How to solve my slow disk i/o throughput during index scan

From: "FREYBURGER Simon (SNCF VOYAGEURS / DIRECTION GENERALE TGV / DM RMP YIELD MANAGEMENT)" <simon(dot)freyburger(at)sncf(dot)fr>
To: "pgsql-performance(at)lists(dot)postgresql(dot)org" <pgsql-performance(at)lists(dot)postgresql(dot)org>
Subject: How to solve my slow disk i/o throughput during index scan
Date: 2024-07-04 13:25:44
Message-ID: MR1P264MB34732DC3639E0B6656B43DFD9DDE2@MR1P264MB3473.FRAP264.PROD.OUTLOOK.COM
Views: Raw Message | Whole Thread | Download mbox | Resend email
Thread:
Lists: pgsql-performance

Hello everyone,

I have a database of sufficient size that it does not fit entirely in RAM, including indexes that also exceed RAM capacity. Most of my big fact tables are following the same scheme :

* 3-5 id columns.
* Partitioned along one ID (ID_JOUR).
* 10 - 100 Go partitions.
* 1-5 Go primary key indexes, for each partition
* Contains 10 - 120 columns, some of them with a lot of NaNs. All of them are int or float8. Some columns are containing a lot of NaNs, because they were not all created and added to daily processing at the same date
* Requesting a small subset (100k-1M) lines from this database, always filtering on the primary key (I have a WHERE ... filtering on each ID column. Some are done through dimension tables + join, but I tried doing those directly, it did not solve my problem).
* See in the annex a DDL code for one of those tables.
* See the annex for the size of my different tables.
* Stable data (I am focusing on past data, rare to no insertions, VACUUM + CLUSTER done after those rare modifications).
* Played REINDEX, VACUUM, CLUSTER, ANALYZE on those tables.

▶ [RECORDED DATA]:
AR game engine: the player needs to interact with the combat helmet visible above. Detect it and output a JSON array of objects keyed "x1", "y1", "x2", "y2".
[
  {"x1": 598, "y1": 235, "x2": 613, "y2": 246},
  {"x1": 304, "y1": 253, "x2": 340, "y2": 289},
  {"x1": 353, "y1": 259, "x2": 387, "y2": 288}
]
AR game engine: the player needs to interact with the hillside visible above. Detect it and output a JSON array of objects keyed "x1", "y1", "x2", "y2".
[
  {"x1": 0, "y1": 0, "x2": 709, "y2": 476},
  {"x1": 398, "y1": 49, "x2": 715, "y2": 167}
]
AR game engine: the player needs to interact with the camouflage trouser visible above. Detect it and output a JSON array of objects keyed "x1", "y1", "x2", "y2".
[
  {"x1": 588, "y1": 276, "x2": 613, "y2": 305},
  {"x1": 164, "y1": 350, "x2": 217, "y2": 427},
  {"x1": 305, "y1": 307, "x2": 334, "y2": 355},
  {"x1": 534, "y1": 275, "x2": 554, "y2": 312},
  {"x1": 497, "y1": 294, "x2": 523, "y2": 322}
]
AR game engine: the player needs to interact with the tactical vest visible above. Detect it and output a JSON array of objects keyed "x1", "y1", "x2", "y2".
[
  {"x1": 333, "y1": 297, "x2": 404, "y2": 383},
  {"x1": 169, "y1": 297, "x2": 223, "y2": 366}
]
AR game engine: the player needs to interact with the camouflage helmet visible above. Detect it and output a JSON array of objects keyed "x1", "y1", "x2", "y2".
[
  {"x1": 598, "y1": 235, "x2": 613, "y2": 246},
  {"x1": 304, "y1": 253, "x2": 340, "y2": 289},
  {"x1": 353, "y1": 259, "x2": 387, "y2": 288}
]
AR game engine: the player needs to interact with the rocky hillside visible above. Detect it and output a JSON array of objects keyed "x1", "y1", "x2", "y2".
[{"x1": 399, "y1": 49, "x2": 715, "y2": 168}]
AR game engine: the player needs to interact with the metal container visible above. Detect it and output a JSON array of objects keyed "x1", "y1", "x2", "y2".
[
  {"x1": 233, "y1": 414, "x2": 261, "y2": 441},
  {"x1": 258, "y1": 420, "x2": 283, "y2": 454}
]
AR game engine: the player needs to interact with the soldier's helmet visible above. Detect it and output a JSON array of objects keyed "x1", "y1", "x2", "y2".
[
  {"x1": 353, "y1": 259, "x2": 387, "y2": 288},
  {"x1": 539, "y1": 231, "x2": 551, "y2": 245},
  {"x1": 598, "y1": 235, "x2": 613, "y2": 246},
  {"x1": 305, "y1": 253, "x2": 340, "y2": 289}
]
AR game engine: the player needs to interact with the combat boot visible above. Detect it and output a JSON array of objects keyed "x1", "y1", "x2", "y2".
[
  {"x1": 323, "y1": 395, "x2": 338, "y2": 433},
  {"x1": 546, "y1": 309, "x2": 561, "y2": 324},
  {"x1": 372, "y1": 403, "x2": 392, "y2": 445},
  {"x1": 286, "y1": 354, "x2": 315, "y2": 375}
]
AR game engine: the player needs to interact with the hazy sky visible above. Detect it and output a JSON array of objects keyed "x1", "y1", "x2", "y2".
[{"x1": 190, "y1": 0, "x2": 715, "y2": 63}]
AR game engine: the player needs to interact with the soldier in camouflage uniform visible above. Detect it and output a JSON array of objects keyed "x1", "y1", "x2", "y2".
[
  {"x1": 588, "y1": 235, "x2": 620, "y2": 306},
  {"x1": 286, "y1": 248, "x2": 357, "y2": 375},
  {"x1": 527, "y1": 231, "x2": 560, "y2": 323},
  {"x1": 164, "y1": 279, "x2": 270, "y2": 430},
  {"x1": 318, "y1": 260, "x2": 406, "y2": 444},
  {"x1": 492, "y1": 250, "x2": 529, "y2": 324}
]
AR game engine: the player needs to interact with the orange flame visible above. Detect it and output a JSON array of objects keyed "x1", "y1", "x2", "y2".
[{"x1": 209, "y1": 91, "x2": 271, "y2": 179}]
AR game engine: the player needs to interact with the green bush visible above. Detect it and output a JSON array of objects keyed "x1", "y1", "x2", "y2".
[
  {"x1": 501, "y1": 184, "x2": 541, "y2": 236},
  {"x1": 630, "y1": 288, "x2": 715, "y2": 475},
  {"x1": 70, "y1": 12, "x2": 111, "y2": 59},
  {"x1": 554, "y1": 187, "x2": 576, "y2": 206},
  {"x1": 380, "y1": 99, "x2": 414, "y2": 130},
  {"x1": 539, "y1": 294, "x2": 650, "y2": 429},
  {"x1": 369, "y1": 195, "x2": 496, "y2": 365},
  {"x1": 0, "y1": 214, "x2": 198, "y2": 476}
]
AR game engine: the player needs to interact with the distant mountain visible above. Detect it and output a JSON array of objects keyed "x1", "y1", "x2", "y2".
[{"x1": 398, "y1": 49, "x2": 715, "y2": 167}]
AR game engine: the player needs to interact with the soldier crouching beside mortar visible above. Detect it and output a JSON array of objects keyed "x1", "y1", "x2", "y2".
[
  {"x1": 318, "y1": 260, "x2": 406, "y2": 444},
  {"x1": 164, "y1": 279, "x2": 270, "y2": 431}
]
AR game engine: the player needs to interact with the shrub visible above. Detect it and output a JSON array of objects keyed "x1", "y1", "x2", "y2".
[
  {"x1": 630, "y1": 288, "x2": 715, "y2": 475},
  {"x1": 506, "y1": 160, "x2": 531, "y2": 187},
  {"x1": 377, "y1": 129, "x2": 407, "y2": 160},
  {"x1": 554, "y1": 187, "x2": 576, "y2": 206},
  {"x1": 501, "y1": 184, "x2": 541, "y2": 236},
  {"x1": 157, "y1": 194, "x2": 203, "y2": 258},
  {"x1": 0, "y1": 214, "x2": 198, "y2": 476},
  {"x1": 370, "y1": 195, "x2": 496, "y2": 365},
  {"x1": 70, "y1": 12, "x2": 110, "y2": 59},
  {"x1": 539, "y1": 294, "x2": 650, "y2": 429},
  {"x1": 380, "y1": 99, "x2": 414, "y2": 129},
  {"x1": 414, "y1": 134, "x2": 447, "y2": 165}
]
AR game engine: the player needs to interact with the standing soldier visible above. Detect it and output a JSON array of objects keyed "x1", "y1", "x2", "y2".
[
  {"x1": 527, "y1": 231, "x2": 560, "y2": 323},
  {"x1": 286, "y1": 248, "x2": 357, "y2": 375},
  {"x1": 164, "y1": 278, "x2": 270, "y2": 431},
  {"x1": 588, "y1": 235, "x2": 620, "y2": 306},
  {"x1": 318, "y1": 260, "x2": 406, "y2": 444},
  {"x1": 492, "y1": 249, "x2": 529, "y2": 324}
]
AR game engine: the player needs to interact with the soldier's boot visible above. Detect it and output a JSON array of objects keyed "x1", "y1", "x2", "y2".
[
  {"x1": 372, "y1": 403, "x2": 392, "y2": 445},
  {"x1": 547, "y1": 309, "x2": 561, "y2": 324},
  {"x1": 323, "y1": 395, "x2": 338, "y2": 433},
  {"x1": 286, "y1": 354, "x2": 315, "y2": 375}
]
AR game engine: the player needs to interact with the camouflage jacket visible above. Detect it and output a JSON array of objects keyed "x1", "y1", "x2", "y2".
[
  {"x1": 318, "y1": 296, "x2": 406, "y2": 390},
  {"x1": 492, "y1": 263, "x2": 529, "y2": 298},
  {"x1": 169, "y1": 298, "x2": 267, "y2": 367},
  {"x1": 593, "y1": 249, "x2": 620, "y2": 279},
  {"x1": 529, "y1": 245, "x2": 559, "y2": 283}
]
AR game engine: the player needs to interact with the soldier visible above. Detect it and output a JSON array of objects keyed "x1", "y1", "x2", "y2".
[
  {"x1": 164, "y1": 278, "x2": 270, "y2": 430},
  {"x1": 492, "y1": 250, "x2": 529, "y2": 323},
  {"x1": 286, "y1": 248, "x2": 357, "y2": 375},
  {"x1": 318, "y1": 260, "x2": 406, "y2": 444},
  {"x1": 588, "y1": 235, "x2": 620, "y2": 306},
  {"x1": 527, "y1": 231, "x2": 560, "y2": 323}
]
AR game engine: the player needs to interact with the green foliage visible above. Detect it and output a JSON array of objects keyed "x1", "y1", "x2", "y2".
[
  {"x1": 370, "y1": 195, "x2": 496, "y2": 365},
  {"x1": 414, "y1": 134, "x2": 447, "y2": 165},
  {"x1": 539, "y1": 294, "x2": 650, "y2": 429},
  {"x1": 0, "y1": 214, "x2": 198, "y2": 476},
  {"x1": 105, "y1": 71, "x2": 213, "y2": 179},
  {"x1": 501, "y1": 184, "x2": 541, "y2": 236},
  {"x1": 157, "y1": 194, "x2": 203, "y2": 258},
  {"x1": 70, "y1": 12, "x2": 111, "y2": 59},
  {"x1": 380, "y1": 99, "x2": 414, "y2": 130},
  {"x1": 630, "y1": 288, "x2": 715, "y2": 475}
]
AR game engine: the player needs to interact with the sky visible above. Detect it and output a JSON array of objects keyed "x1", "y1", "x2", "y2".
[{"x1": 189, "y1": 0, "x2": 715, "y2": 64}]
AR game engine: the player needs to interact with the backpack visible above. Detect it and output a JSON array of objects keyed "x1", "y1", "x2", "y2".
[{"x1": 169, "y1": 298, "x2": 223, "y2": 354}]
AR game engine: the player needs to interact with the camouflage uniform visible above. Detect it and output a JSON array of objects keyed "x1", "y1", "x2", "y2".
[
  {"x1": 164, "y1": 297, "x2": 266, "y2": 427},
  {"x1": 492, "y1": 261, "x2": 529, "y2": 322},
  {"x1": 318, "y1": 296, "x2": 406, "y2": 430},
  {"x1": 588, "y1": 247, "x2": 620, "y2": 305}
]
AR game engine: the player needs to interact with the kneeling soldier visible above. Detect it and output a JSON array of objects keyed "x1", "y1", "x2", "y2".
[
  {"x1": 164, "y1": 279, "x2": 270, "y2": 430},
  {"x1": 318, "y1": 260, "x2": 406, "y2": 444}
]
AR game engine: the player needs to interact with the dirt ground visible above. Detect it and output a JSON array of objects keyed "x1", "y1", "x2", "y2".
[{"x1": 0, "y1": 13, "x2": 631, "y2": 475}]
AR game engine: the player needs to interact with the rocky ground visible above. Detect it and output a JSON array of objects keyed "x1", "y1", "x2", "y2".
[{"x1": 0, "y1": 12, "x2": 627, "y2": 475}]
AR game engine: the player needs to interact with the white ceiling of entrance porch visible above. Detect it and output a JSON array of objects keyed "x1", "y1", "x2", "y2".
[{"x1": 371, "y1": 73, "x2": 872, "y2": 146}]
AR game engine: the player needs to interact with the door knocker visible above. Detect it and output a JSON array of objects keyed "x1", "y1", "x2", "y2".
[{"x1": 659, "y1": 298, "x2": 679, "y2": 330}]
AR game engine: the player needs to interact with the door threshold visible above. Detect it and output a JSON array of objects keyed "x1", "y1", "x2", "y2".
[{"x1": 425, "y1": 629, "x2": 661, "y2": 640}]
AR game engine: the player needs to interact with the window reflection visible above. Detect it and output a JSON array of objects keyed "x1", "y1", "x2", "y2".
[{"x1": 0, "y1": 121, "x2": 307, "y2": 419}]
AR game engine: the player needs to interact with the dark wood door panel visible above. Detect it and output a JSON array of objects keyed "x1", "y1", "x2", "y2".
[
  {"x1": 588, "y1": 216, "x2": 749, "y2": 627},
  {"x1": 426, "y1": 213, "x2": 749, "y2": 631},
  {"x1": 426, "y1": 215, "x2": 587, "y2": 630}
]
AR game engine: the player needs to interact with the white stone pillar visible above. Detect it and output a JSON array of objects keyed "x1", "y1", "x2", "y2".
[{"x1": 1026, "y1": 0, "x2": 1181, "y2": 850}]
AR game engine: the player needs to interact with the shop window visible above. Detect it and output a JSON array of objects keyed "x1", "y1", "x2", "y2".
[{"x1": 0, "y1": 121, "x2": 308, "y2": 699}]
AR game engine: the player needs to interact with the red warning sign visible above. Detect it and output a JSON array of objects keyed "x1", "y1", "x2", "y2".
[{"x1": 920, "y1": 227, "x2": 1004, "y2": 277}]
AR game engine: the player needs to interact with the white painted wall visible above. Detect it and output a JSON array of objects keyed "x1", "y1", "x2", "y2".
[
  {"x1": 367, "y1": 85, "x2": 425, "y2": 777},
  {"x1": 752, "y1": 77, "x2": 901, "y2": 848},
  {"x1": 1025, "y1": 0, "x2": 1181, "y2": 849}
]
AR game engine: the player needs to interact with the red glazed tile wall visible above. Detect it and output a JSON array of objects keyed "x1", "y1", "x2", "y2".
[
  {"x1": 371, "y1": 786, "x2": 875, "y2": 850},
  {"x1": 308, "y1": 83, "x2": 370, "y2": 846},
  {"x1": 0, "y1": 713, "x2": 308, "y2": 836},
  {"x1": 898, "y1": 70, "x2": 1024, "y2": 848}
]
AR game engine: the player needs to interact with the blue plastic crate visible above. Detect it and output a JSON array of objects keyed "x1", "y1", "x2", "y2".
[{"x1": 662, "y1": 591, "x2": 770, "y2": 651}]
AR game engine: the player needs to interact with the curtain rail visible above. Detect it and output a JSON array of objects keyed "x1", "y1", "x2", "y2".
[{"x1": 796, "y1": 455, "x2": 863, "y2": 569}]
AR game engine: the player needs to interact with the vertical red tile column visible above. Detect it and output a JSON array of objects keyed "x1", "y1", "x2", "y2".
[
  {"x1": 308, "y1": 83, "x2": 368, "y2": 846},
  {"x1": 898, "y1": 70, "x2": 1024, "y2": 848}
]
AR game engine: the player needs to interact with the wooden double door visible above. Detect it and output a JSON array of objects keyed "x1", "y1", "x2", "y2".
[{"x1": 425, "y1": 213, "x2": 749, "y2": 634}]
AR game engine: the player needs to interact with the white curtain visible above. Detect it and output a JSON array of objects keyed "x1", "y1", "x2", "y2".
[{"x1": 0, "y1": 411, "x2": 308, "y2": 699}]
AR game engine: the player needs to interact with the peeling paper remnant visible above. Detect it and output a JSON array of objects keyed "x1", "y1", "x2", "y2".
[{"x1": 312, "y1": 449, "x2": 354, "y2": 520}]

▶ [INSTRUCTIONS TO FOLLOW]: Transcribe the mailing-list post above about slow disk I/O during an index scan word for word, from its title line through its final bullet point.

▶ [FULL OUTPUT]:
How to solve my slow disk i/o throughput during index scan

From: "FREYBURGER Simon (SNCF VOYAGEURS / DIRECTION GENERALE TGV / DM RMP YIELD MANAGEMENT)" <simon(dot)freyburger(at)sncf(dot)fr>
To: "pgsql-performance(at)lists(dot)postgresql(dot)org" <pgsql-performance(at)lists(dot)postgresql(dot)org>
Subject: How to solve my slow disk i/o throughput during index scan
Date: 2024-07-04 13:25:44
Message-ID: MR1P264MB34732DC3639E0B6656B43DFD9DDE2@MR1P264MB3473.FRAP264.PROD.OUTLOOK.COM
Views: Raw Message | Whole Thread | Download mbox | Resend email
Thread:
Lists: pgsql-performance

Hello everyone,

I have a database of sufficient size that it does not fit entirely in RAM, including indexes that also exceed RAM capacity. Most of my big fact tables are following the same scheme :

* 3-5 id columns.
* Partitioned along one ID (ID_JOUR).
* 10 - 100 Go partitions.
* 1-5 Go primary key indexes, for each partition
* Contains 10 - 120 columns, some of them with a lot of NaNs. All of them are int or float8. Some columns are containing a lot of NaNs, because they were not all created and added to daily processing at the same date
* Requesting a small subset (100k-1M) lines from this database, always filtering on the primary key (I have a WHERE ... filtering on each ID column. Some are done through dimension tables + join, but I tried doing those directly, it did not solve my problem).
* See in the annex a DDL code for one of those tables.
* See the annex for the size of my different tables.
* Stable data (I am focusing on past data, rare to no insertions, VACUUM + CLUSTER done after those rare modifications).
* Played REINDEX, VACUUM, CLUSTER, ANALYZE on those tables.